_YOUR GOAL_. Lay out the stretch from the start of the records through the line containing "x=369, y=186" as a two-column CSV headed instruction and answer, with one row for each text and the answer that follows it. Put each value in its own quoted field and turn any line breaks into spaces.

_DATA ROWS_.
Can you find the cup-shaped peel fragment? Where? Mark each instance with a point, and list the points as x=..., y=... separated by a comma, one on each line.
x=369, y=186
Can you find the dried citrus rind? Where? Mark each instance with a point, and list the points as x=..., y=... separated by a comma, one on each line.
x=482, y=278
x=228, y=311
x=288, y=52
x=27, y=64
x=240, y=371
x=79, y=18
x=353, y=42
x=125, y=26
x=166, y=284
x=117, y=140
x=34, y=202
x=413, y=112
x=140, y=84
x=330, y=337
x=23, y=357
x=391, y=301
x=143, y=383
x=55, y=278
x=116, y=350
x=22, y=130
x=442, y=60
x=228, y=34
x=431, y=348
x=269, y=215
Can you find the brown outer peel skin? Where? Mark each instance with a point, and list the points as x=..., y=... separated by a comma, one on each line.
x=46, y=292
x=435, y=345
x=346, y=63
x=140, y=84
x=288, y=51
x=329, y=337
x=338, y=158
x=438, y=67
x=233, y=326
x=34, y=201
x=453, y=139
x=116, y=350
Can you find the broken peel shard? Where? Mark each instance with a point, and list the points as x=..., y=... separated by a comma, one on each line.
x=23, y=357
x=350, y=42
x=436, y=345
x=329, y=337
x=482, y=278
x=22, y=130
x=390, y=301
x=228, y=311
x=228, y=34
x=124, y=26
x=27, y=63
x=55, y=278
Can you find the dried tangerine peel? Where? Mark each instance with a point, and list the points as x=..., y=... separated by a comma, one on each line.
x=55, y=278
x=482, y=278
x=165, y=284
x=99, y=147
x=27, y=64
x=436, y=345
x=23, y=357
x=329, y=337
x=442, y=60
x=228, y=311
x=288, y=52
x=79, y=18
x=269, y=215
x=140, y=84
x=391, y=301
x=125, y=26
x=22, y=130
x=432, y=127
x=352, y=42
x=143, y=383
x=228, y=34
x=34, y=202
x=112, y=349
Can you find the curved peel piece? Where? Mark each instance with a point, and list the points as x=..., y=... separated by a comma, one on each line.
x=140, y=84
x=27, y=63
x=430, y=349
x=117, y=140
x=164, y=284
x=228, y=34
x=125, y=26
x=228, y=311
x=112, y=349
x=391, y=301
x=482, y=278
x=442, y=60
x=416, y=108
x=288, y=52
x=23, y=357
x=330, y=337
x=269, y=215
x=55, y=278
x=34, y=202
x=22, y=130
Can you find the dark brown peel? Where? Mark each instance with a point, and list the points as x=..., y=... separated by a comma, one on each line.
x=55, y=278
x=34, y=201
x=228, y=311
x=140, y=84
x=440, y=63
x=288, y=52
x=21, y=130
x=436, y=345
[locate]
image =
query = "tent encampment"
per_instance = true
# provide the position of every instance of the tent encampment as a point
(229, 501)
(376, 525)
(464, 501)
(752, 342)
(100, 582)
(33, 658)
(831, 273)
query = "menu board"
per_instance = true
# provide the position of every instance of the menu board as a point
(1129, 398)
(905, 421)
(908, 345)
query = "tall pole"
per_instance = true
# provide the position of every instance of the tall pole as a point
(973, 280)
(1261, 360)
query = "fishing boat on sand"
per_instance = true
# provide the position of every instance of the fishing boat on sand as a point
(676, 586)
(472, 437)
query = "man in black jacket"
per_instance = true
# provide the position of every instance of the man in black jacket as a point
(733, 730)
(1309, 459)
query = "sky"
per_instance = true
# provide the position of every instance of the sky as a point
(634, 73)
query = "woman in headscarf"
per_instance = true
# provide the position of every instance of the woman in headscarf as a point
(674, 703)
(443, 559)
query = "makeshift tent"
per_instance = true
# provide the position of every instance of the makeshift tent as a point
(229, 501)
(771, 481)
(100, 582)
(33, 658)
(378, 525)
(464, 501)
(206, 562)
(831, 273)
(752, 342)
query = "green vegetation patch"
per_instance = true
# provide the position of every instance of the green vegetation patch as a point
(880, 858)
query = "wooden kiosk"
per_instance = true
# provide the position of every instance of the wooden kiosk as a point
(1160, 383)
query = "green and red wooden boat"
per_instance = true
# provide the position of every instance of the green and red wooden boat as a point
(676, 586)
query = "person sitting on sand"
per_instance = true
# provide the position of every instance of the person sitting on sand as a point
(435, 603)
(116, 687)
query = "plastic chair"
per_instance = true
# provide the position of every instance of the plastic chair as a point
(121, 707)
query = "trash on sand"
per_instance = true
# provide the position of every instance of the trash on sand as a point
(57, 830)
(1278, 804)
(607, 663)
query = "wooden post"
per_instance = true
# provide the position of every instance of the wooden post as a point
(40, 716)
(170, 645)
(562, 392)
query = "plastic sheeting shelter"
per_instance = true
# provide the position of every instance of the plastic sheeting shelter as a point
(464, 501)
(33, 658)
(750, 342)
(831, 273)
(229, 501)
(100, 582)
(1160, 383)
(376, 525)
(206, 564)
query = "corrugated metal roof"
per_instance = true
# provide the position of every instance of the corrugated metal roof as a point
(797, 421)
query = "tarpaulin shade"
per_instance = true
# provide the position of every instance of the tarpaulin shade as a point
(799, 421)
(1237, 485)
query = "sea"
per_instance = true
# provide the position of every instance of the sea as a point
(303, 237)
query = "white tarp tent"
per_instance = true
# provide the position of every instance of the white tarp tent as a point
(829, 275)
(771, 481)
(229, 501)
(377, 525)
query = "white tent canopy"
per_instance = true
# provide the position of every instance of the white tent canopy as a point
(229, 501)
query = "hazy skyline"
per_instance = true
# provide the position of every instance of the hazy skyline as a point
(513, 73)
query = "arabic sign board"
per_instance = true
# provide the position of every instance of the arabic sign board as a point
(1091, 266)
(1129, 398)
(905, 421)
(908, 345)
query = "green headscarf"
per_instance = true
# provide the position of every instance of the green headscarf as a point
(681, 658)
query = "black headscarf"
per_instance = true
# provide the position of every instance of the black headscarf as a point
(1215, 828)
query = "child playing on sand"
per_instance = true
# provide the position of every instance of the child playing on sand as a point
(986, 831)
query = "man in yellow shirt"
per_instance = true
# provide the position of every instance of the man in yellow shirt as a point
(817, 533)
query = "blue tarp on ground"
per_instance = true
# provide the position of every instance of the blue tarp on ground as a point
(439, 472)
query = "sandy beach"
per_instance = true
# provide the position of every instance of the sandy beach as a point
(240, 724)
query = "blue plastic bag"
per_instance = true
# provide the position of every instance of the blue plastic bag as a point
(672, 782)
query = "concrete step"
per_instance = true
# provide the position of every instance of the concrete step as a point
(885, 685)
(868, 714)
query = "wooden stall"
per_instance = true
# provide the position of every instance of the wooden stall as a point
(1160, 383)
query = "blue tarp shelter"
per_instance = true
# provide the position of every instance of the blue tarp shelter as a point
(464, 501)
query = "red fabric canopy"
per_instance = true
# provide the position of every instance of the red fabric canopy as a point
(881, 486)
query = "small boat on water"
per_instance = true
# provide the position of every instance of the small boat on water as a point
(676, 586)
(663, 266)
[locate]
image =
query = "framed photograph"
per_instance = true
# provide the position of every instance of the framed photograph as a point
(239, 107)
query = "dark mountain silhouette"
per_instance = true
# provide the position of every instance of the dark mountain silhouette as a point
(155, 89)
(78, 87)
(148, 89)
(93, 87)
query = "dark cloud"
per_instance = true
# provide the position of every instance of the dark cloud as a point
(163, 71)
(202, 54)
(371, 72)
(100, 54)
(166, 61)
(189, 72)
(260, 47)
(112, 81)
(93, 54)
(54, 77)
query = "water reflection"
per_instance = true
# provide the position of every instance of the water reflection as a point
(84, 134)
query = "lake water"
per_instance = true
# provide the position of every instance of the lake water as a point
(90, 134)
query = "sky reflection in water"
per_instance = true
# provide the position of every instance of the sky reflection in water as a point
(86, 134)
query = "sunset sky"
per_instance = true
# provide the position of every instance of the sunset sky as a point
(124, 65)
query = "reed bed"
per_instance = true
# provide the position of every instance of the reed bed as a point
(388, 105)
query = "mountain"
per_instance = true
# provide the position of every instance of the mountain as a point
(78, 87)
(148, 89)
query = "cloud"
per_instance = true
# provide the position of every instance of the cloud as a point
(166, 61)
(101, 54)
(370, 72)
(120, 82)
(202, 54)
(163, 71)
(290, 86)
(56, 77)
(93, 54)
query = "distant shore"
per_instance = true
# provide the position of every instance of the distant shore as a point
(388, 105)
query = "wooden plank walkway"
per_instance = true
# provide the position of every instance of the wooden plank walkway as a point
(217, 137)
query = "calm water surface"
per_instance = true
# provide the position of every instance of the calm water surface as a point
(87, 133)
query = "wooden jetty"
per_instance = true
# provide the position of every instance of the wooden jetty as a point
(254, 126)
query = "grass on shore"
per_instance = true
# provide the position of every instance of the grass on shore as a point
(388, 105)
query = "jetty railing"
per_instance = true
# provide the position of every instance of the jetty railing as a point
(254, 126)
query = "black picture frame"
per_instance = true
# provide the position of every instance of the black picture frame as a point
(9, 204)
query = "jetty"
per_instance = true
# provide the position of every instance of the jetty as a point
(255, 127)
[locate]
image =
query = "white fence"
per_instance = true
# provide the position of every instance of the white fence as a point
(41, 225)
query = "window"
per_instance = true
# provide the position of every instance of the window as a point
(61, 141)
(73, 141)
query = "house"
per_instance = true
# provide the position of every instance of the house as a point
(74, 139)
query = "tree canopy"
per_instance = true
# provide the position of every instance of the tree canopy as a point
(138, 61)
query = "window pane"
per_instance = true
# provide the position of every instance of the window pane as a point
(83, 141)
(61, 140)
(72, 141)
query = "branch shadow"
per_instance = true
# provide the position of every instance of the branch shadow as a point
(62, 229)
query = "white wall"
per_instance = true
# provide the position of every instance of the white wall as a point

_RESULT FOR THIS EXERCISE_.
instruction,answer
"Can you find the cup-shaped peel fragment? Where? Mark each instance with a point, and list the points as x=..., y=... separated by a comma, one on each line.","x=369, y=186"